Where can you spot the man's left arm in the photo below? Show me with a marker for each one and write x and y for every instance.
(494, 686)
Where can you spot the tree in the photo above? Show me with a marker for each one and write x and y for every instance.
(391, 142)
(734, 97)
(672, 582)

══════════

Every line of the material above must be set down again exactly.

Where can you spot the man's left arm in the photo below? Show me with a marker for each one and write x and y for every instance.
(494, 686)
Where can you spot the tree in the photo above? Show me with a marker for each one and write x and y for every instance.
(391, 142)
(734, 97)
(672, 582)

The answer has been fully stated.